## Your instructions:
Using the article below on the kelp innovation class at Southern Connecticut State University, explain in one to three sentences why an app that delivers real-time ocean data would help seaweed and shellfish farmers.

## Excerpted text:

Ocean dreams: SCSU innovators pitch kelp product, business ideas


A music festival featuring food and drinks made from kelp. A cotton and kelp tampon. An app that delivers real-time ocean data to seaweed and shellfish farmers.

These are just a handful of ideas from students at Southern Connecticut State University who took a kelp innovation class.

The students recently showcased their concepts for using the abundant, nutrient-rich seaweed for practical purposes at the 23rd Connecticut Business Conference and Competition administered by the Entrepreneurship Foundation. The contest has several categories, such as venture enterprise, personal or service business, social enterprise, consumer product, mobile app, the blue (marine) economy and growth.

The event typically takes place in-person, but this year, due to the coronavirus pandemic, students presented judges with 60-second videos spotlighting their ideas, which garnered a number of awards. 

The team of Louie Krak, Maeve Rourke and Gia Mentillo won the mobile app category.

Krak, an environmental studies master’s student, said their idea is for an ocean data app called Crystal Blue, aimed at collecting and curating data packages for seaweed and shellfish farmers in Long Island Sound and beyond.

According to Krak, though the number of farmers is growing, Connecticut lacks a fully developed market for sugar kelp.

“Our vision is to create a mobile app that delivers real-time ocean data directly to seaweed and shellfish ocean farmers in Long Island Sound,” Krak said via email this week. “Ocean farmers need access to water quality data like temperature, salinity and pH to ensure the health and bounty of their crops. However, self-collection requires expensive equipment and a substantial time investment that could be better spent doing actual farming.” 

Instead of spending time collecting data themselves, farmers would get information at the touch of a button via the app, according to Krak.

The app is still in its concept stage, but the students plan to continue working on it and create a prototype this summer.

Region pointing data

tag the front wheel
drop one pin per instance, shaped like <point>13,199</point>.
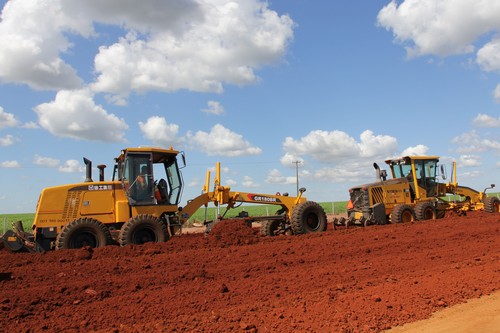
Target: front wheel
<point>308,217</point>
<point>425,211</point>
<point>143,229</point>
<point>269,227</point>
<point>83,232</point>
<point>402,213</point>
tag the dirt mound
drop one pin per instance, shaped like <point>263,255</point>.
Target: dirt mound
<point>232,232</point>
<point>354,280</point>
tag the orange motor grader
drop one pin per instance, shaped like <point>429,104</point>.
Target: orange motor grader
<point>141,204</point>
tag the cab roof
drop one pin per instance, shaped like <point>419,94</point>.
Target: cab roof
<point>159,153</point>
<point>407,159</point>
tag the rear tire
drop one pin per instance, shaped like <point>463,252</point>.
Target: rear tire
<point>491,204</point>
<point>425,211</point>
<point>143,229</point>
<point>83,232</point>
<point>308,217</point>
<point>402,213</point>
<point>269,227</point>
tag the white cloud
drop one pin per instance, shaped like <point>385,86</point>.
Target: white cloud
<point>197,45</point>
<point>444,28</point>
<point>30,125</point>
<point>336,145</point>
<point>415,151</point>
<point>496,93</point>
<point>7,119</point>
<point>440,27</point>
<point>469,160</point>
<point>471,142</point>
<point>484,120</point>
<point>160,132</point>
<point>222,141</point>
<point>31,35</point>
<point>74,114</point>
<point>214,108</point>
<point>275,177</point>
<point>249,182</point>
<point>7,140</point>
<point>342,174</point>
<point>71,166</point>
<point>289,160</point>
<point>45,161</point>
<point>10,164</point>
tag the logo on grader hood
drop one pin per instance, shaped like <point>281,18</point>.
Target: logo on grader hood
<point>262,198</point>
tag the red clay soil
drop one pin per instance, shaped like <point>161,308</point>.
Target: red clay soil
<point>354,280</point>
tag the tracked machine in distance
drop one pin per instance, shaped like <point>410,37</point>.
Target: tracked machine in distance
<point>413,193</point>
<point>141,204</point>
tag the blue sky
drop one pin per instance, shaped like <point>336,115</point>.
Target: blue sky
<point>255,85</point>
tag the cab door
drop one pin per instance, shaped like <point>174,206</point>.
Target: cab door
<point>138,179</point>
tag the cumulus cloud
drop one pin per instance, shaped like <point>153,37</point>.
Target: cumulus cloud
<point>440,27</point>
<point>74,114</point>
<point>214,108</point>
<point>71,166</point>
<point>249,182</point>
<point>471,142</point>
<point>10,164</point>
<point>444,28</point>
<point>45,161</point>
<point>198,45</point>
<point>222,141</point>
<point>337,145</point>
<point>160,132</point>
<point>415,151</point>
<point>159,49</point>
<point>7,119</point>
<point>7,140</point>
<point>275,177</point>
<point>32,39</point>
<point>484,120</point>
<point>469,160</point>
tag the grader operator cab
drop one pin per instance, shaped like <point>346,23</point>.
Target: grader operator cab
<point>413,193</point>
<point>141,204</point>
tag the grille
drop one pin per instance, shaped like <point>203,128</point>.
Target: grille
<point>71,205</point>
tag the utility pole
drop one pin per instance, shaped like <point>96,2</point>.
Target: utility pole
<point>297,174</point>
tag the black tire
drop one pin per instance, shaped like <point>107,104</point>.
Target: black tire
<point>491,204</point>
<point>425,211</point>
<point>308,217</point>
<point>402,213</point>
<point>268,227</point>
<point>143,229</point>
<point>83,232</point>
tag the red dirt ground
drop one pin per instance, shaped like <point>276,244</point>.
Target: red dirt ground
<point>354,280</point>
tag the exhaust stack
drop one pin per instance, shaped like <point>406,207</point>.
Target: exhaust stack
<point>101,168</point>
<point>88,170</point>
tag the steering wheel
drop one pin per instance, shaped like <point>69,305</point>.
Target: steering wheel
<point>162,187</point>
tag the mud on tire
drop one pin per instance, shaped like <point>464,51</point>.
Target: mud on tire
<point>269,227</point>
<point>308,217</point>
<point>142,229</point>
<point>425,211</point>
<point>402,213</point>
<point>83,232</point>
<point>491,204</point>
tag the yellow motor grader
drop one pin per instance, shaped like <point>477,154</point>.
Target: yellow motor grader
<point>141,204</point>
<point>413,193</point>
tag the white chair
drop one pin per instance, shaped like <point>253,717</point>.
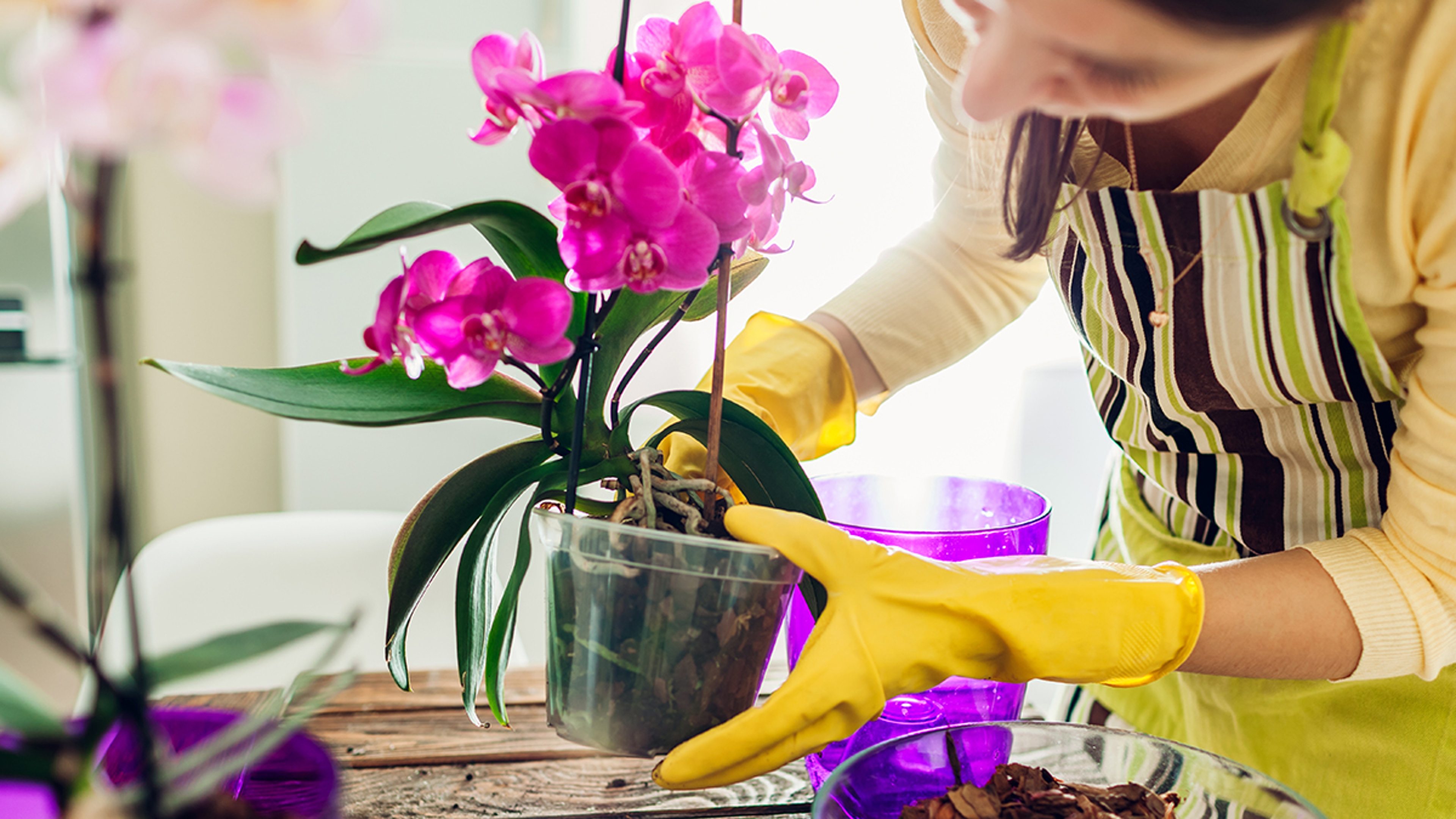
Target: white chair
<point>234,573</point>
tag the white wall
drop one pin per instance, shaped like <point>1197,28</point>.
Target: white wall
<point>397,130</point>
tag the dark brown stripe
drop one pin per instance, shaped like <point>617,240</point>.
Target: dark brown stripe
<point>1241,432</point>
<point>1261,253</point>
<point>1323,321</point>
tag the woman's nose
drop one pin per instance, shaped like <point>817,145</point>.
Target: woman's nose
<point>1004,75</point>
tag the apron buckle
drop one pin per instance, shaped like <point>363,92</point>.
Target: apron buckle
<point>1311,234</point>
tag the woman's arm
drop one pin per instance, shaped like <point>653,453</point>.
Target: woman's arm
<point>867,378</point>
<point>1274,617</point>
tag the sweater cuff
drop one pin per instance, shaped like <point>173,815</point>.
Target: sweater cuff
<point>1390,633</point>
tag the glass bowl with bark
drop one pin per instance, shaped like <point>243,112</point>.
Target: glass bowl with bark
<point>886,780</point>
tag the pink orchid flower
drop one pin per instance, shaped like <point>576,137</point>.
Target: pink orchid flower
<point>711,183</point>
<point>676,257</point>
<point>433,278</point>
<point>618,191</point>
<point>769,187</point>
<point>683,55</point>
<point>493,59</point>
<point>800,89</point>
<point>497,315</point>
<point>577,95</point>
<point>664,117</point>
<point>745,71</point>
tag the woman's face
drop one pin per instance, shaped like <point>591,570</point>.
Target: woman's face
<point>1103,59</point>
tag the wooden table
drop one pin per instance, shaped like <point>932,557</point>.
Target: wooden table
<point>417,755</point>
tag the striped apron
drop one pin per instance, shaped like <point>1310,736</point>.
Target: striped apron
<point>1257,419</point>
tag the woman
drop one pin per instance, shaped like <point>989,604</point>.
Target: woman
<point>1250,212</point>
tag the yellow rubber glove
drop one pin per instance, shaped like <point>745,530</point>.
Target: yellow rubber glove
<point>790,373</point>
<point>897,623</point>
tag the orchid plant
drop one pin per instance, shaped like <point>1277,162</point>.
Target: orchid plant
<point>670,181</point>
<point>92,82</point>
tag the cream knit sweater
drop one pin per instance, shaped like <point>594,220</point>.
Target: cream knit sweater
<point>944,290</point>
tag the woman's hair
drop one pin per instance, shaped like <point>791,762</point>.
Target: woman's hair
<point>1042,146</point>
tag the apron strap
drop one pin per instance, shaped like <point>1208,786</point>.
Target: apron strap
<point>1323,158</point>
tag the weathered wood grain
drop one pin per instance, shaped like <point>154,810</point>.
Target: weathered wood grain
<point>437,689</point>
<point>440,736</point>
<point>416,755</point>
<point>564,789</point>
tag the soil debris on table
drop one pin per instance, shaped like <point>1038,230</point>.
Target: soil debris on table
<point>1021,792</point>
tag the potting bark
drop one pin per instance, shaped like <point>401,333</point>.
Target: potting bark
<point>656,642</point>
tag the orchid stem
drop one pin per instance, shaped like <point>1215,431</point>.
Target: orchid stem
<point>619,66</point>
<point>647,352</point>
<point>586,347</point>
<point>715,404</point>
<point>97,278</point>
<point>519,365</point>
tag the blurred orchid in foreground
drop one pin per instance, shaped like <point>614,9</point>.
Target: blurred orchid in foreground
<point>180,75</point>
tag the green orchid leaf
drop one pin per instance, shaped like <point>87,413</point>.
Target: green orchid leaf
<point>24,709</point>
<point>475,581</point>
<point>28,766</point>
<point>525,238</point>
<point>503,627</point>
<point>753,455</point>
<point>382,399</point>
<point>433,530</point>
<point>638,312</point>
<point>742,273</point>
<point>228,649</point>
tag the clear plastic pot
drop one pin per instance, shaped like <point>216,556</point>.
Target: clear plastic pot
<point>654,637</point>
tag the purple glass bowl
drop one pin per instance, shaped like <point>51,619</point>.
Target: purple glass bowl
<point>27,800</point>
<point>298,777</point>
<point>947,519</point>
<point>882,780</point>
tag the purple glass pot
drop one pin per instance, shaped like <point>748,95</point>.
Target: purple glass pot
<point>943,518</point>
<point>296,779</point>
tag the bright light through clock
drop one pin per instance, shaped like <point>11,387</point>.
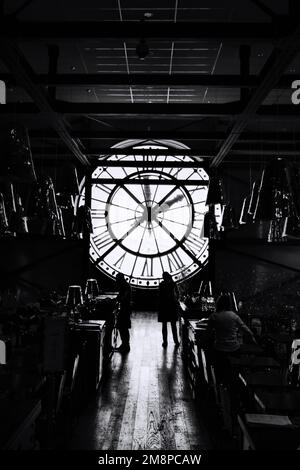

## Response box:
Ocean farmers need water quality data such as temperature, salinity and pH to ensure the health and bounty of their crops. Collecting these data themselves requires expensive equipment and a substantial time investment that could be better spent on actual farming. The app would instead deliver the information at the touch of a button.